■ Énoncé ■
Recopiez sans rien changer le passage du texte sur le chlordécone, depuis « Ce n'est que » jusqu'à « de ce produit. » inclus.

──────── Passage extrait

Qu’en est-il de la France, si exemplaire quand il est question d’environnement ? 

Le 18 septembre 1972, Jacques Chirac, alors Ministre de l’Agriculture et de l’Aménagement Rural délivre une Autorisation de Mise sur le Marché provisoire pour le chlordécone sous la dénomination commerciale de Képone, autorisation renouvelée en 1981 par la Ministre de l’Agriculture Edith Cresson, sous le nom Curlone.

Il faudra attendre le 1er février 1990 pour que l’autorisation du chlordécone soit retirée partout en France. Sauf qu’en avril 1990, pour répondre au lobby des planteurs bananiers martiniquais - soutenant qu'il n'existait pas de pesticide alternatif (ça ne vous rappelle rien ?)-, le député Guy Lordinot interpelle le Gouvernement pour solliciter une prolongation de la commercialisation du chlordécone.

Et il y a du stock à écouler… Le 5 juin 1990, Henri Nallet, ministre de l’Agriculture, autorisera une dérogation de deux ans uniquement pour les départements de l'outre-mer. L’autorisation sera renouvelée en 1992 par Louis Mermaz, Ministre de l’Agriculture et des Forêts, et en février 1993 par Jean-Pierre Soisson, Ministre de l’agriculture et du développement rural, qui répond favorablement à une demande de la SICABAM [Société d'intérêt collectif agricole de la banane martiniquaise] pour utiliser le reliquat de chlordécone.

Ce n'est que le 30 septembre 1993 que le pesticide sera enfin interdit à la vente aux Antilles françaises.

Depuis, on sait que la Martinique et la Guadeloupe présentent certains des taux de diagnostic de cancer de la prostate les plus élevés au monde. Un décret paru en 2010 interdit la pêche jusqu'à 500 mètres au large des côtes; la zone d'interdiction serait passée en été 2013 à 900 mètres.

Selon l'INRA et l'Afsset (devenue ANSES depuis sa fusion avec l'AFSSA), le ministère français de l'Agriculture n'a pas ou peu tenu compte des nombreuses alertes sanitaires et environnementales et a privilégié les intérêts économiques (culture bananière) sur l'environnement et la santé dans sa gestion du dossier, alors que dès 1977 des études mettaient en évidence les risques écologiques et sanitaires de ce produit.

────────────────
──────── Extraits de données

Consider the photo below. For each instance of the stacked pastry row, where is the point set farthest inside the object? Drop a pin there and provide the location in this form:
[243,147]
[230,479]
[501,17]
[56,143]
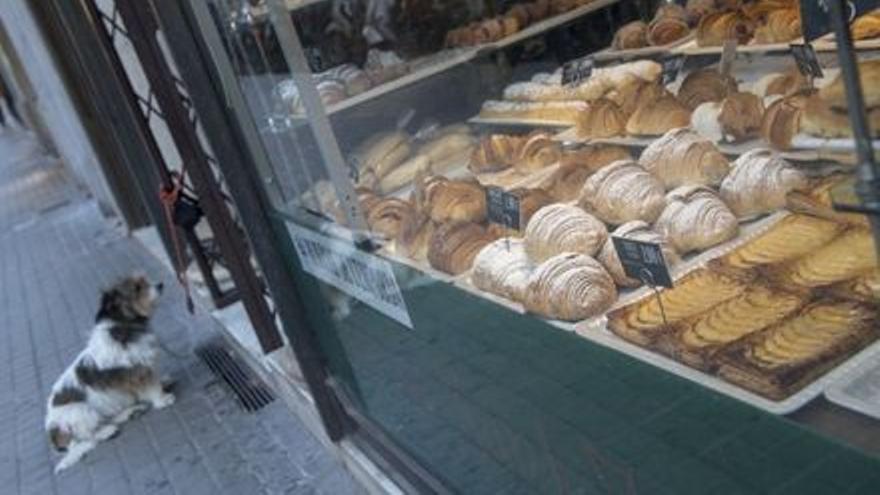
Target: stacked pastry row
[774,313]
[387,162]
[516,18]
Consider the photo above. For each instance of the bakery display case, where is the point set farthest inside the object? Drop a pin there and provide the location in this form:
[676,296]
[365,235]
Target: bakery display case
[575,246]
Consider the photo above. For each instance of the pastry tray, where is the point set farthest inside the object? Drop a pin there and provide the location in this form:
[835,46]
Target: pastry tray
[858,387]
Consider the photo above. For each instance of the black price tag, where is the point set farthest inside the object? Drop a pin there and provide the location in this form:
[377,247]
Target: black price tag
[643,261]
[503,208]
[577,70]
[816,18]
[806,59]
[671,67]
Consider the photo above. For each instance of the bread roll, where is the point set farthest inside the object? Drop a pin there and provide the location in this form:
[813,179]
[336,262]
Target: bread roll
[454,245]
[639,231]
[705,85]
[570,287]
[696,219]
[503,268]
[603,119]
[561,228]
[631,35]
[758,183]
[455,200]
[656,117]
[681,157]
[834,93]
[782,120]
[538,150]
[622,192]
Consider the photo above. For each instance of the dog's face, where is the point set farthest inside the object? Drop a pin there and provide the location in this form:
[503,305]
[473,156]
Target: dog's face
[131,298]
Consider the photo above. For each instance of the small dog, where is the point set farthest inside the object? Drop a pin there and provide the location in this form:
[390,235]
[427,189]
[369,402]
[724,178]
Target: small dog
[113,378]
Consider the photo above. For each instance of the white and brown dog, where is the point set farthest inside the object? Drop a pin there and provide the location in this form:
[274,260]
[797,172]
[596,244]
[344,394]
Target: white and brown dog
[113,378]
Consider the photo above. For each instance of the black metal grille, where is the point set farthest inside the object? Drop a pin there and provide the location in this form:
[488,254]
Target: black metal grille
[250,393]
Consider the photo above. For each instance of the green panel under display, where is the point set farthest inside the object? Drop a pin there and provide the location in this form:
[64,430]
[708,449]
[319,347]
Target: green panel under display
[491,401]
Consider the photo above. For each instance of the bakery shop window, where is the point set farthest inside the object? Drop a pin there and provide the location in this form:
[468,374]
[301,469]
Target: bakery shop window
[493,191]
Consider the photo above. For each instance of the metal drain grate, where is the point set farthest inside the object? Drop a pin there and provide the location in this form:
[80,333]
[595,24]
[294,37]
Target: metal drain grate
[251,393]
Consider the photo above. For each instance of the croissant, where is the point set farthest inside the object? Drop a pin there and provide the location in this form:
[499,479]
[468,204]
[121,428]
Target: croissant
[639,231]
[503,268]
[631,35]
[538,151]
[561,228]
[570,287]
[664,30]
[622,192]
[657,117]
[454,245]
[602,119]
[681,157]
[758,183]
[696,219]
[716,28]
[455,200]
[782,120]
[704,85]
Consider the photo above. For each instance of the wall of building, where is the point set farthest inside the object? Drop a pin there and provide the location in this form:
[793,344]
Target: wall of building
[52,102]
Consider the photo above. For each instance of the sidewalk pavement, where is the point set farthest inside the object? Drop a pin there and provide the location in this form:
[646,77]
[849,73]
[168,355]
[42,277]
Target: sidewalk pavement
[56,253]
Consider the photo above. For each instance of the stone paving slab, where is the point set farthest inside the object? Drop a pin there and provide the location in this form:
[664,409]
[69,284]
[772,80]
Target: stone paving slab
[56,253]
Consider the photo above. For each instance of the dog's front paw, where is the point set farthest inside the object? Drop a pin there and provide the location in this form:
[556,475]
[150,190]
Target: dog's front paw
[163,401]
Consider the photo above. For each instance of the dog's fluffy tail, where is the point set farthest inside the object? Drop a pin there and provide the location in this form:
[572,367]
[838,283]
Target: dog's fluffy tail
[60,439]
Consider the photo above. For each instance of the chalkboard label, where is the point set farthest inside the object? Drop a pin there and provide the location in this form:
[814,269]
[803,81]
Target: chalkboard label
[671,67]
[806,59]
[643,261]
[816,15]
[577,70]
[503,208]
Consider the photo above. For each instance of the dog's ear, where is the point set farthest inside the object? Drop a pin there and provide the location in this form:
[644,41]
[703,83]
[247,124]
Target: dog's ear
[109,306]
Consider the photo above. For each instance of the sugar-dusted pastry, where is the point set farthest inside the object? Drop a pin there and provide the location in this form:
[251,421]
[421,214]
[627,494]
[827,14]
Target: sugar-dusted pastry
[570,287]
[704,85]
[503,268]
[454,245]
[455,200]
[848,255]
[631,35]
[538,150]
[681,156]
[693,294]
[639,231]
[782,120]
[655,117]
[603,119]
[758,183]
[695,218]
[791,237]
[562,228]
[621,192]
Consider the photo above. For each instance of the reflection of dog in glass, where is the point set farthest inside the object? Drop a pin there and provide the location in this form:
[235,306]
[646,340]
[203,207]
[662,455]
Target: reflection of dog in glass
[113,378]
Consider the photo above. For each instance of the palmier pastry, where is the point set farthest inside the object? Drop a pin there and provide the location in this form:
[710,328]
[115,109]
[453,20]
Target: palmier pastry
[503,268]
[454,245]
[631,35]
[705,85]
[758,183]
[656,117]
[561,228]
[603,119]
[622,192]
[538,151]
[696,219]
[682,156]
[455,200]
[639,231]
[570,287]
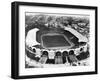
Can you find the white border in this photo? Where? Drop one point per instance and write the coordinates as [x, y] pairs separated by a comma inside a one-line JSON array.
[[39, 71]]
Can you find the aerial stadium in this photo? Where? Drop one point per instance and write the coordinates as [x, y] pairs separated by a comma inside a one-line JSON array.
[[55, 45]]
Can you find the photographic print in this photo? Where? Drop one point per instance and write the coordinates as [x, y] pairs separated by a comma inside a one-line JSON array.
[[51, 40], [55, 40]]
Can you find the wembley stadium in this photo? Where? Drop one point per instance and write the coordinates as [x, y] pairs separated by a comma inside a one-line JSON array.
[[56, 47]]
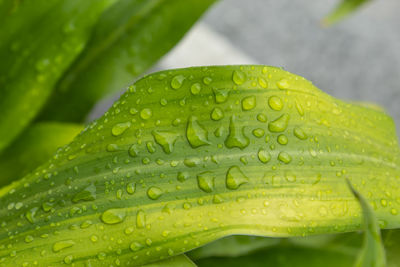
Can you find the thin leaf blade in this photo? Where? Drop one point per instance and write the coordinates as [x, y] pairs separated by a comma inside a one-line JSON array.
[[373, 252], [345, 8]]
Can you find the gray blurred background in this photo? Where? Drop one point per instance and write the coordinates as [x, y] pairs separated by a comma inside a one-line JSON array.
[[357, 59]]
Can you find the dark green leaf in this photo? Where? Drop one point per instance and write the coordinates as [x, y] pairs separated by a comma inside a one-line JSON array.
[[233, 246], [33, 148], [177, 261], [38, 41], [129, 38]]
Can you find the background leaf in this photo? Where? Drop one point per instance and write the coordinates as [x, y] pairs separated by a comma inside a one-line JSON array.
[[284, 256], [345, 8], [38, 41], [177, 261], [373, 252], [191, 155], [129, 38], [233, 246], [33, 148]]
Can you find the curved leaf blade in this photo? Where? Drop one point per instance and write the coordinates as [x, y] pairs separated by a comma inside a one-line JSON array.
[[191, 155], [34, 147], [129, 38]]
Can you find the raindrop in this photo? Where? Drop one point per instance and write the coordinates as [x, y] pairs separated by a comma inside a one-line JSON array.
[[275, 103], [280, 124], [196, 134], [140, 219], [263, 155], [235, 178], [58, 246], [120, 128], [195, 88], [87, 194], [299, 133], [217, 114], [113, 216], [166, 140], [284, 157], [177, 81], [205, 181], [238, 77], [248, 103], [236, 137], [146, 113], [154, 192]]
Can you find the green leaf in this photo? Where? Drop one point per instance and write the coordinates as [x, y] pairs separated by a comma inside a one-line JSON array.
[[129, 38], [188, 156], [391, 239], [177, 261], [233, 246], [373, 252], [33, 148], [283, 256], [345, 8], [38, 41]]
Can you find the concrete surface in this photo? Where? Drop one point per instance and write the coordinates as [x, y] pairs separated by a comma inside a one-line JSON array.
[[357, 59]]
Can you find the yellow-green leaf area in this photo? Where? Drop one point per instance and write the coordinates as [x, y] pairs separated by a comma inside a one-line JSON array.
[[261, 184]]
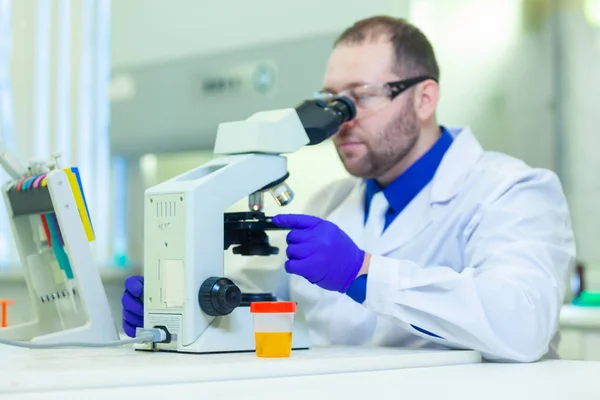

────────────────

■ Réponse rédigée ■
Ce n'est que le 30 septembre 1993 que le pesticide sera enfin interdit à la vente aux Antilles françaises.

Depuis, on sait que la Martinique et la Guadeloupe présentent certains des taux de diagnostic de cancer de la prostate les plus élevés au monde. Un décret paru en 2010 interdit la pêche jusqu'à 500 mètres au large des côtes; la zone d'interdiction serait passée en été 2013 à 900 mètres.

Selon l'INRA et l'Afsset (devenue ANSES depuis sa fusion avec l'AFSSA), le ministère français de l'Agriculture n'a pas ou peu tenu compte des nombreuses alertes sanitaires et environnementales et a privilégié les intérêts économiques (culture bananière) sur l'environnement et la santé dans sa gestion du dossier, alors que dès 1977 des études mettaient en évidence les risques écologiques et sanitaires de ce produit.